(Entries taken from a collection)
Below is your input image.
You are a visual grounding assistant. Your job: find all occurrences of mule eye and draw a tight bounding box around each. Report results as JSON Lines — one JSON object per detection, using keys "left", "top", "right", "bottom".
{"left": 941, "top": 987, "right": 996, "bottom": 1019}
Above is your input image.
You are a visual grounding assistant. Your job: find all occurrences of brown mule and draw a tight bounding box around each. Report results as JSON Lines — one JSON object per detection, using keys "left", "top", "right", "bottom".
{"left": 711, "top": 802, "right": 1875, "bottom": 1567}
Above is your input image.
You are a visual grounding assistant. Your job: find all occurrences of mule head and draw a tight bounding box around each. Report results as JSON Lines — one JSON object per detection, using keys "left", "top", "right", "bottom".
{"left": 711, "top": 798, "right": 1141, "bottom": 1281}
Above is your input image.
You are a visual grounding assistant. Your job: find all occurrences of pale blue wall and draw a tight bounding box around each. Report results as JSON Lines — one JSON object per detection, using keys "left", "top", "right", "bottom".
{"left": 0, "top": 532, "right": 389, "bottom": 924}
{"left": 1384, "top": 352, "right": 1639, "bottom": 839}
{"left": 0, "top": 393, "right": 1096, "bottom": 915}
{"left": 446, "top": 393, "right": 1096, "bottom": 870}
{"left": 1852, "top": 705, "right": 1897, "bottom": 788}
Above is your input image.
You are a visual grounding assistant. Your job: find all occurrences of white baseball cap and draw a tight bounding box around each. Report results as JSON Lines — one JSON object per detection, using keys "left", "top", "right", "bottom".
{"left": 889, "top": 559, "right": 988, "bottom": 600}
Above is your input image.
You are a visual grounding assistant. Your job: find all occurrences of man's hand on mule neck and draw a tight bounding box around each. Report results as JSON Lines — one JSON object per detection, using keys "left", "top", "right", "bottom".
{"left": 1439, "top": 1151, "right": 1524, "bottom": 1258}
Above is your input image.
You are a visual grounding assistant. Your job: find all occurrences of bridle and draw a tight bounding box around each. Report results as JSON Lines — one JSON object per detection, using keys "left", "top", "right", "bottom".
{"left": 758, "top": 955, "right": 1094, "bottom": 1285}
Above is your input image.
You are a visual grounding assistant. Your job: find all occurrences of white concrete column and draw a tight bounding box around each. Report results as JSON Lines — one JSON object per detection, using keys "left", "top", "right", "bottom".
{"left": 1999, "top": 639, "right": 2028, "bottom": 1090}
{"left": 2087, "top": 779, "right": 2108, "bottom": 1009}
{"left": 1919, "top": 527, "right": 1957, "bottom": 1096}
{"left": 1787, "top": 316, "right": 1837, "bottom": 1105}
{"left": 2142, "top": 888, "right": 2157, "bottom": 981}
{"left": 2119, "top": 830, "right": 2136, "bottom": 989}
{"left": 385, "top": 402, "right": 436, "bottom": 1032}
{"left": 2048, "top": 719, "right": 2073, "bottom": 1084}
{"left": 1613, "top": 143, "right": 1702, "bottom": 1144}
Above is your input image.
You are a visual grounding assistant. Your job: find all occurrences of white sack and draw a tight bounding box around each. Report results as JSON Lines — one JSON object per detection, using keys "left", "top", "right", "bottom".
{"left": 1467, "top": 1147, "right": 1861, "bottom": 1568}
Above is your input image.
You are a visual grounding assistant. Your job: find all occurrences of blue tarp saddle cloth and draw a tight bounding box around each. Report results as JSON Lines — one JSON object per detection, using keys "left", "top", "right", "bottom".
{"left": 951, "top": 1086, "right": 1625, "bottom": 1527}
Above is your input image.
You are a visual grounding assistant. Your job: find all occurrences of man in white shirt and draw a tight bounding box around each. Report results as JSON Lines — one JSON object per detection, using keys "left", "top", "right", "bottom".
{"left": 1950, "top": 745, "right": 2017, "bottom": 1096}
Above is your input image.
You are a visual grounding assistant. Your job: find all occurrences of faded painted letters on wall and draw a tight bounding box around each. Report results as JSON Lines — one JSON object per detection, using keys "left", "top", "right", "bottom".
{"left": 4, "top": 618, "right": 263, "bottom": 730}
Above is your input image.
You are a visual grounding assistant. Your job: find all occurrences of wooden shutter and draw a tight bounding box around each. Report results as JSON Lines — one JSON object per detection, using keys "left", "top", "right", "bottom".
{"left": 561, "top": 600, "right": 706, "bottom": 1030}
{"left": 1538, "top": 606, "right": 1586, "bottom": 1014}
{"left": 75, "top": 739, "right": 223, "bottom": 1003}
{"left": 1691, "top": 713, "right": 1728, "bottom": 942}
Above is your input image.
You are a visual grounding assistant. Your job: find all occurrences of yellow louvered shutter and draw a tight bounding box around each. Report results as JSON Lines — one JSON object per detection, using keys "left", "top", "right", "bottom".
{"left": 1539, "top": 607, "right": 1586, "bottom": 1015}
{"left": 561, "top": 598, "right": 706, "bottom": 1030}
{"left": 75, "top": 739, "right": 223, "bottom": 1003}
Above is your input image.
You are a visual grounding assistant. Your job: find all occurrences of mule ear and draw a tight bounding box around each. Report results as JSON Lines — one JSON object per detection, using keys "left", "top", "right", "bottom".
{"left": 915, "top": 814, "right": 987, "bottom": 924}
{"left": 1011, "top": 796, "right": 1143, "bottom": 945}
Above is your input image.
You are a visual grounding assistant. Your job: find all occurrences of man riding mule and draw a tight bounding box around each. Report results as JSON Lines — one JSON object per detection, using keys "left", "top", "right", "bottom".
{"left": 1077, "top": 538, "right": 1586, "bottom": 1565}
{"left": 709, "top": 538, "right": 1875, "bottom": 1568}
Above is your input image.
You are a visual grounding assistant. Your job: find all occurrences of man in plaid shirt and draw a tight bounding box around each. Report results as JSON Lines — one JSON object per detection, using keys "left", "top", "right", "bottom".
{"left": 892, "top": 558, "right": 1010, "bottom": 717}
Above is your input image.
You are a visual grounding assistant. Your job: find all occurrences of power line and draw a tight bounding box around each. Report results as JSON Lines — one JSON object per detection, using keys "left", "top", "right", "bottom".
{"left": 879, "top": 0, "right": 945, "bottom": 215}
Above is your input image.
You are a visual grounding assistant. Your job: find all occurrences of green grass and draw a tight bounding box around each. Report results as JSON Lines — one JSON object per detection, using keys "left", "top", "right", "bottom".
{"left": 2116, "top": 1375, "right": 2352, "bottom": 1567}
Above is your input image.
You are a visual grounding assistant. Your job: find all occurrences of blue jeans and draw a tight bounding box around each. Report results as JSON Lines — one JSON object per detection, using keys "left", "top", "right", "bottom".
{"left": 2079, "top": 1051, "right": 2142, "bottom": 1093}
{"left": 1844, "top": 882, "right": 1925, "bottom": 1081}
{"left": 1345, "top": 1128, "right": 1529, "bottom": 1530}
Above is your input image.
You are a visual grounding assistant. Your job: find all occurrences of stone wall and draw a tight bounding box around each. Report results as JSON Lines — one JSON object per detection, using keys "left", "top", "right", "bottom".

Problem description
Please output every line shown above exactly.

Answer to the problem
Below is your input image.
You are a visual grounding assistant. Your job: find all occurrences of mule eye and draw a tight bounding box around each. Report results as JSON Lines — one JSON object per detection, using keys "left", "top", "right", "bottom".
{"left": 941, "top": 987, "right": 996, "bottom": 1019}
Above is your input image.
You are a visual grounding assistant. Your job: find all occurrences of brown mule and draw a tight bounding box around each. Report results as JSON Lines — one JSON object per detection, using keys "left", "top", "right", "bottom".
{"left": 711, "top": 802, "right": 1875, "bottom": 1567}
Above is your input image.
You are a visual grounding assistant. Your job: find all occurrences of mule head and draw a tight bounding box around each. Report results as JSON Lines — one JSON object per detection, using keys "left", "top", "right", "bottom".
{"left": 711, "top": 798, "right": 1141, "bottom": 1281}
Above is your input image.
You are a visual grounding assistant. Your job: find all occurrences of pale blue wall and draw a tight bounding box around each. Report results as JSON Lines — one JSON object per detection, using keys "left", "top", "right", "bottom".
{"left": 0, "top": 532, "right": 389, "bottom": 924}
{"left": 1384, "top": 352, "right": 1639, "bottom": 839}
{"left": 0, "top": 393, "right": 1096, "bottom": 915}
{"left": 446, "top": 393, "right": 1096, "bottom": 870}
{"left": 1852, "top": 705, "right": 1897, "bottom": 788}
Above is your input image.
You are a visual grounding assistant. Your job: find all occurrences of white baseball cap and draw a tight bounding box around each. Report results as JSON Lines — one JSON object per detection, using keys "left", "top", "right", "bottom".
{"left": 889, "top": 559, "right": 988, "bottom": 600}
Above is your input image.
You are a visual grounding assistant. Your job: find all occurrences of man's hand on mule neck and draw a tight bounding box around each. Report results as JSON Lines — one JSON object per detection, using keys "left", "top", "right", "bottom".
{"left": 1439, "top": 1151, "right": 1524, "bottom": 1258}
Above is your input image.
You are a visual grounding assistant. Your job: find all occurrences of bridle and draw a tight bounding box around each. Report results as JSON Lines — one JSON object per detection, using keys "left", "top", "right", "bottom".
{"left": 758, "top": 955, "right": 1094, "bottom": 1285}
Above is your input image.
You are a visual grounding assistant. Your job: find all occurrences of white concrete column and draw a tight bounding box around each. Report results as JSON Lines — one JSON object per detection, using keys "left", "top", "right", "bottom".
{"left": 1999, "top": 639, "right": 2028, "bottom": 1090}
{"left": 2087, "top": 779, "right": 2108, "bottom": 1009}
{"left": 1919, "top": 527, "right": 1957, "bottom": 1096}
{"left": 1787, "top": 316, "right": 1837, "bottom": 1105}
{"left": 2142, "top": 888, "right": 2157, "bottom": 981}
{"left": 2119, "top": 830, "right": 2136, "bottom": 989}
{"left": 385, "top": 402, "right": 436, "bottom": 1032}
{"left": 2048, "top": 719, "right": 2073, "bottom": 1084}
{"left": 1613, "top": 143, "right": 1702, "bottom": 1144}
Above is your input image.
You are a visual grounding assistant. Your job: find all occurrences of white sack and draw a tight bounding box around each. Report results as JSON Lines — one JSON object per detection, using keys "left", "top", "right", "bottom".
{"left": 1467, "top": 1147, "right": 1861, "bottom": 1568}
Above is your input image.
You are a visual grounding assistant. Your job: find all occurrences of blue tarp saddle cloth and draw a tight bounding box around each. Report results as JSON Lines — one JSON object per detection, using keys "left", "top", "right", "bottom".
{"left": 951, "top": 1086, "right": 1625, "bottom": 1527}
Above is your input image.
You are a visual grounding assistant. Your job: find all occurrences of man in white shirt and draw a tight bounding box around each. Report results as JSON Lines — one JSON object per detection, using keys "left", "top", "right", "bottom".
{"left": 1950, "top": 745, "right": 2017, "bottom": 1096}
Above is your input image.
You are a visual grounding assistant. Your job: find all occurrences of faded painted letters on wall and draw a tight bounding box around each. Report results as JSON Lines — one JSON object per detection, using keys "left", "top", "right", "bottom".
{"left": 4, "top": 618, "right": 263, "bottom": 730}
Above is your input image.
You are a visual grounding assistant. Your job: find all occurrences of wooden shutter and draw a tight bounding box around each. Report results as JSON Lines — one JSON object per detection, using keys "left", "top", "right", "bottom".
{"left": 561, "top": 600, "right": 706, "bottom": 1030}
{"left": 1538, "top": 606, "right": 1586, "bottom": 1014}
{"left": 75, "top": 739, "right": 223, "bottom": 1003}
{"left": 1691, "top": 713, "right": 1728, "bottom": 942}
Above is your input image.
You are a visual grounding assistant. Your job: find all occurrences of yellow louvered shutter and draw a tight bounding box around each. Report results as JSON Lines — one JSON object per detection, using keys "left", "top", "right", "bottom".
{"left": 1539, "top": 607, "right": 1586, "bottom": 1015}
{"left": 561, "top": 598, "right": 706, "bottom": 1030}
{"left": 75, "top": 739, "right": 223, "bottom": 1003}
Above is your input image.
You are a visual grounding assistant. Your job: find all occurrences of mule ear and draw a tight bounding box around each. Report results as JSON Lines — one JSON object per detection, using keys "left", "top", "right", "bottom".
{"left": 915, "top": 814, "right": 987, "bottom": 924}
{"left": 1011, "top": 796, "right": 1143, "bottom": 945}
Above is your input image.
You are a visual grounding assistant. Your job: find all occurrences of man riding mule and draw a tight bounding box around each. Report results as JSON Lines — one JSON object per detection, using keys "left", "top", "right", "bottom".
{"left": 1077, "top": 538, "right": 1586, "bottom": 1565}
{"left": 709, "top": 538, "right": 1875, "bottom": 1568}
Above is your input image.
You are a visual grounding assistant. Your job: find all occurrences of man in plaid shirt and draw a tight bounding box around each. Report results as JSON Lines — one JSON object per detection, using keys "left", "top", "right", "bottom".
{"left": 892, "top": 558, "right": 1010, "bottom": 717}
Above is your input image.
You are a visual grounding assistant. Your job: find all occurrences of power line and draw a tight bounding box around each. Report results as JSON Lines — one JSON object per detection, using keys "left", "top", "right", "bottom".
{"left": 879, "top": 0, "right": 945, "bottom": 215}
Above is your input image.
You are a visual grounding assistant. Your job: find all occurrences of green grass and draw a tight bounding box around each. Report results as JSON Lines — one JSON object per detection, using keys "left", "top", "right", "bottom".
{"left": 2116, "top": 1375, "right": 2352, "bottom": 1567}
Above is your input image.
You are a visual grounding assistant. Your job: find all occurrences of blue jeans and draw a tight bounding box around each. Report results as JSON Lines — one JSON object per detection, using keys "left", "top", "right", "bottom".
{"left": 2079, "top": 1051, "right": 2142, "bottom": 1093}
{"left": 1844, "top": 882, "right": 1925, "bottom": 1081}
{"left": 1345, "top": 1128, "right": 1529, "bottom": 1530}
Above is your input image.
You are a visual grounding assistant. Your job: find all occurrences of stone wall and draw a tight bounding box around each. Report results as JSON Lines — one JSON object per detection, using keys "left", "top", "right", "bottom".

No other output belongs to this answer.